Start of Selected extract
Health care bills are slowly making their way through both chambers of Congress. Last night the House passed a $1.1 trillion bill that would insure an additional 35 million Americans. Importantly, the bill makes it illegal for insurance companies to deny health insurance to those with pre-existing conditions, or to cancel your policy if you develop an expensive disease.

The House bill also calls for a ‘public option’, or government-sponsored health plan available for individual purchase. This isn’t thought likely to survive a Senate vote.

While I was being interviewed on XM Satellite’s Book Radio last week, a caller expressed dismay at the proposed level of government intervention in health care. I sympathized with his point of view. While writing House of Hope and Fear I learned that Seattle’s public hospital, Harborview, remained financially healthy in spite of very little government funding. How? Partly because the hospital needs to compete for business with every other hospital in town. Public hospitals operating primarily on the dole don’t do nearly as well.

But the free market isn’t a cure-all. Private sector success has increasingly come from excluding sick people from needed health care. Nearly one in six Americans is now inadequately insured, or not insured at all, and the problem is only growing worse. No doubt health care reform will be expensive. But doing nothing could cost even more. We pay for universal health care now, and in the priciest way possible — through our Emergency Rooms. This year’s health care bills won’t solve all of our problems, but they look to be a reasonable start.



Filed under health care reform, house of hope & fear

2 responses to “onwards

  1. marty bucher

    The public option is not about hospitals being on the dole. What it does is make the insurance companies more competitive. What is competitive about a system that sets rates from prescription medicene, to what they will or will not pay for? If people want and can afford to pay to be in hospitals that are like hotels that is up to them. There is something wrong with a system that rewards people who find loopholes in insurance policys.
End of Selected extract
→ Work task 1: In the health care post, how much does the bill passed by the House cost?
→ Work task 2: Quote the health care post from "The House bill" up to and including "nearly as well.".
→ Work task 3: Sum up the health care post in two sentences.
Start of Record extracts
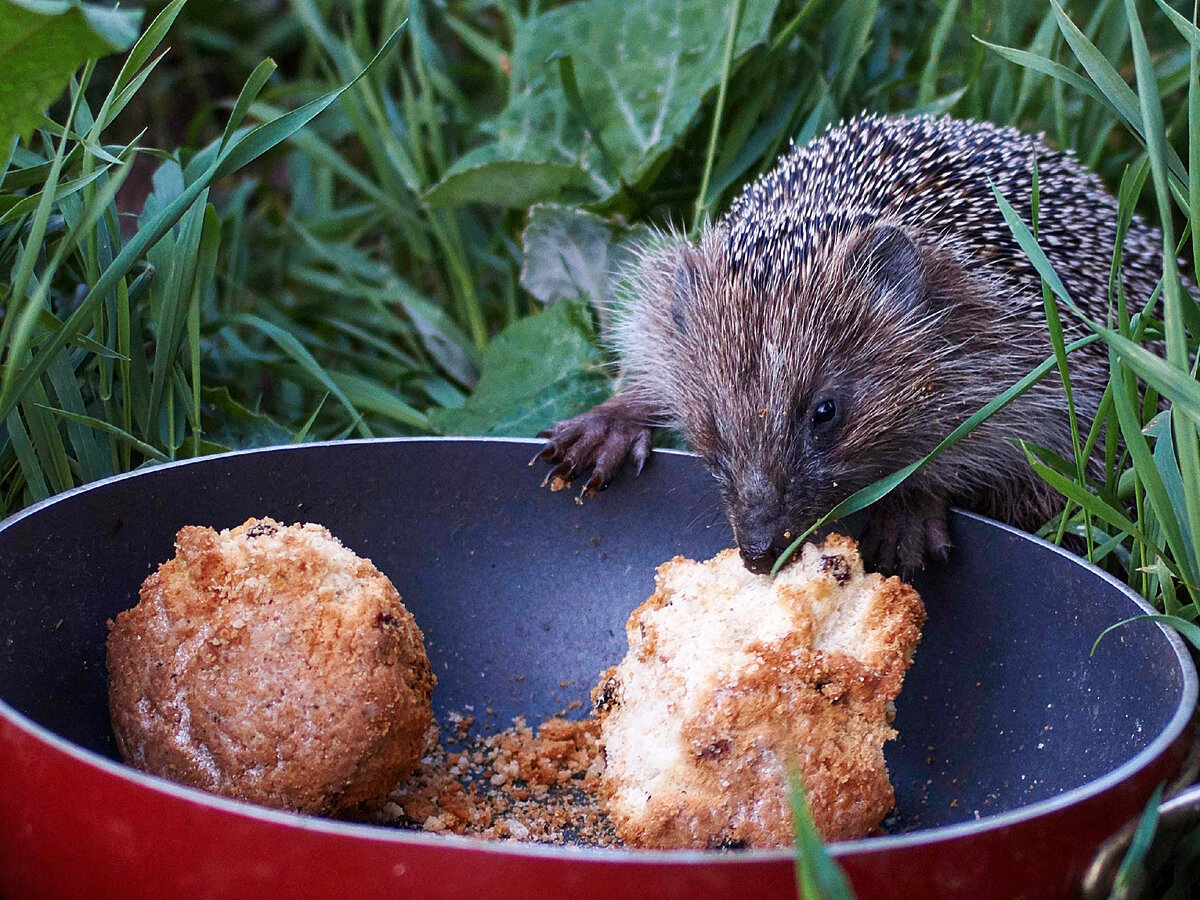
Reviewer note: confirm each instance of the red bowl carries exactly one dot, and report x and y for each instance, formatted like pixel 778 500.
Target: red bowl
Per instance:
pixel 1019 751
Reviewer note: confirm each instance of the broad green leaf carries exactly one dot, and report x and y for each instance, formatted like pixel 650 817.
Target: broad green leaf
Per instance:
pixel 642 69
pixel 571 255
pixel 539 370
pixel 42 42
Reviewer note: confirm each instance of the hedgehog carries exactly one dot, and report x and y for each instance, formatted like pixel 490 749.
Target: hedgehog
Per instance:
pixel 853 306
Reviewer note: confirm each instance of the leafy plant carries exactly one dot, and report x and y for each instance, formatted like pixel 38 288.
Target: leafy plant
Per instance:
pixel 42 42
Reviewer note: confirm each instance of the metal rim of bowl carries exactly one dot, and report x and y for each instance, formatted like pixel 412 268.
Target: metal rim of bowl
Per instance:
pixel 1174 729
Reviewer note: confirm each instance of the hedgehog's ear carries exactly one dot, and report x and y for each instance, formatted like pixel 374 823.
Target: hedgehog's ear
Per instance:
pixel 683 287
pixel 888 261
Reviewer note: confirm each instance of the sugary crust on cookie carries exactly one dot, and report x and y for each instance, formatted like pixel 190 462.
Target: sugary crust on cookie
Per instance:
pixel 733 679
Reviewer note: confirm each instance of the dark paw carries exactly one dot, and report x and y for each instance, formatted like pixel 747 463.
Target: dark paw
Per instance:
pixel 599 441
pixel 900 539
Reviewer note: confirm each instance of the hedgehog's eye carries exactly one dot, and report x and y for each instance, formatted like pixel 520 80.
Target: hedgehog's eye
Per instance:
pixel 825 412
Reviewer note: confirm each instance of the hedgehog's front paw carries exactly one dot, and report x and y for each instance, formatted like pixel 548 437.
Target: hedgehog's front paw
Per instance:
pixel 600 439
pixel 904 534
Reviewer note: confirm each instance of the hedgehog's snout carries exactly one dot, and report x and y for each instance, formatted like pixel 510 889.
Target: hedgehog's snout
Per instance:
pixel 760 558
pixel 759 525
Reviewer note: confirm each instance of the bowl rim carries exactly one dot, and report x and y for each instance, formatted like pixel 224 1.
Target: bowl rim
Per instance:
pixel 859 847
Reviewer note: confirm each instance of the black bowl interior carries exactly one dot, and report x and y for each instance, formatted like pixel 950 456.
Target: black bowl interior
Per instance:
pixel 523 594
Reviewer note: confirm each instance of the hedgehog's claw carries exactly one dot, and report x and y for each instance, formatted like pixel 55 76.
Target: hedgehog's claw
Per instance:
pixel 905 534
pixel 599 439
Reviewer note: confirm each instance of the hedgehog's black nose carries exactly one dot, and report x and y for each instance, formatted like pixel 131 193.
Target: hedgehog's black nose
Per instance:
pixel 760 558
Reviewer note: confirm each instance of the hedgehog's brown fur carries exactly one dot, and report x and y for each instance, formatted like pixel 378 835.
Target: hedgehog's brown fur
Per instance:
pixel 871 265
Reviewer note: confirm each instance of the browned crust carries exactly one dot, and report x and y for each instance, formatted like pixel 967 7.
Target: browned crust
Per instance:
pixel 273 665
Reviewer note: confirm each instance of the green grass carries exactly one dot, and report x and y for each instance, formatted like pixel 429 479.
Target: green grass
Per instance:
pixel 204 250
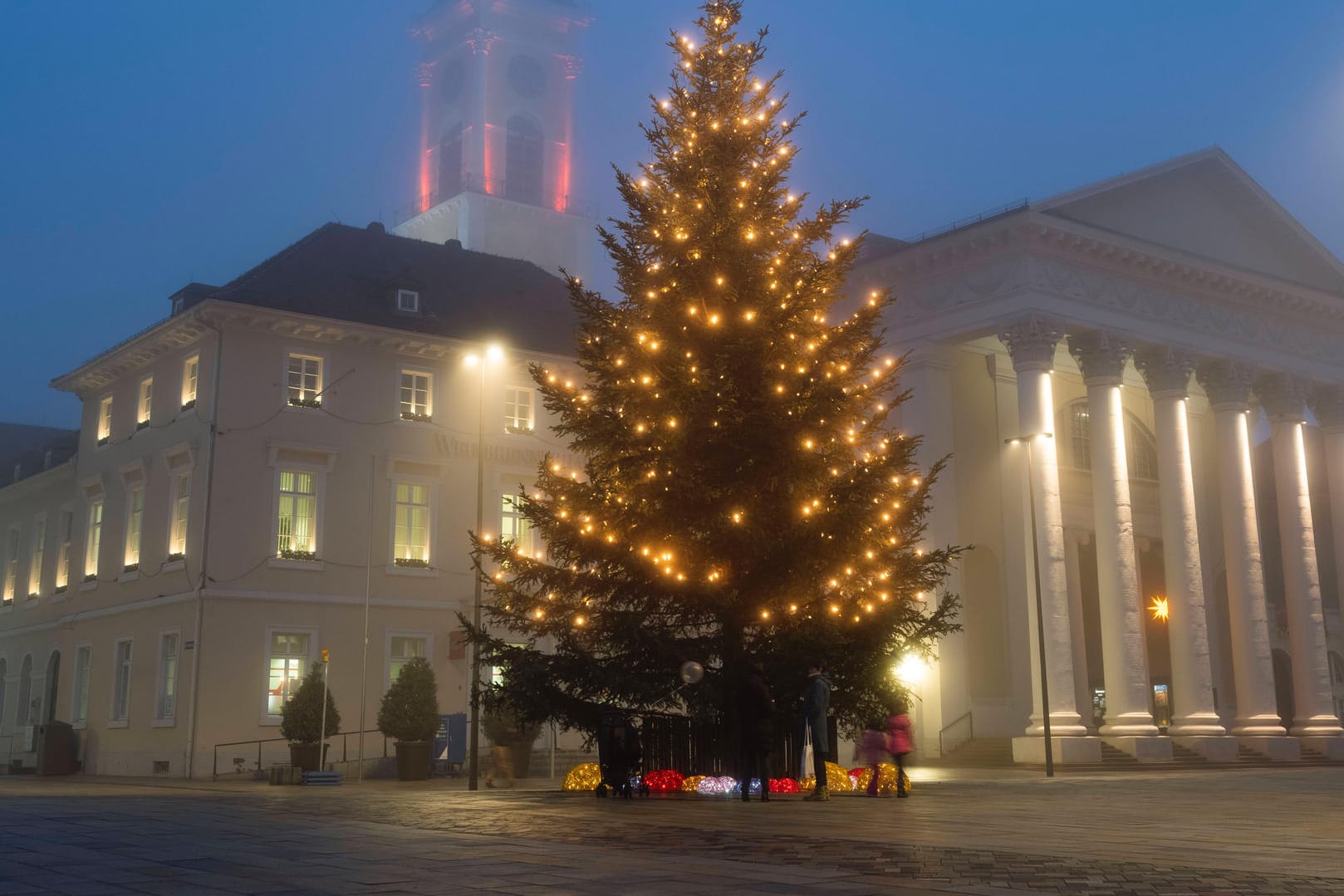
End of Record extracts
→ Response 1: $1.1 trillion.

→ Response 2:
The House bill also calls for a ‘public option’, or government-sponsored health plan available for individual purchase. This isn’t thought likely to survive a Senate vote.

While I was being interviewed on XM Satellite’s Book Radio last week, a caller expressed dismay at the proposed level of government intervention in health care. I sympathized with his point of view. While writing House of Hope and Fear I learned that Seattle’s public hospital, Harborview, remained financially healthy in spite of very little government funding. How? Partly because the hospital needs to compete for business with every other hospital in town. Public hospitals operating primarily on the dole don’t do nearly as well.

→ Response 3: The House passed a $1.1 trillion health care bill that would insure 35 million more Americans, stop insurers from denying coverage over pre-existing conditions, and create a public option that isn't thought likely to survive a Senate vote. The writer sympathizes with worries about government intervention but argues that the free market isn't a cure-all and that this year's bills look to be a reasonable start.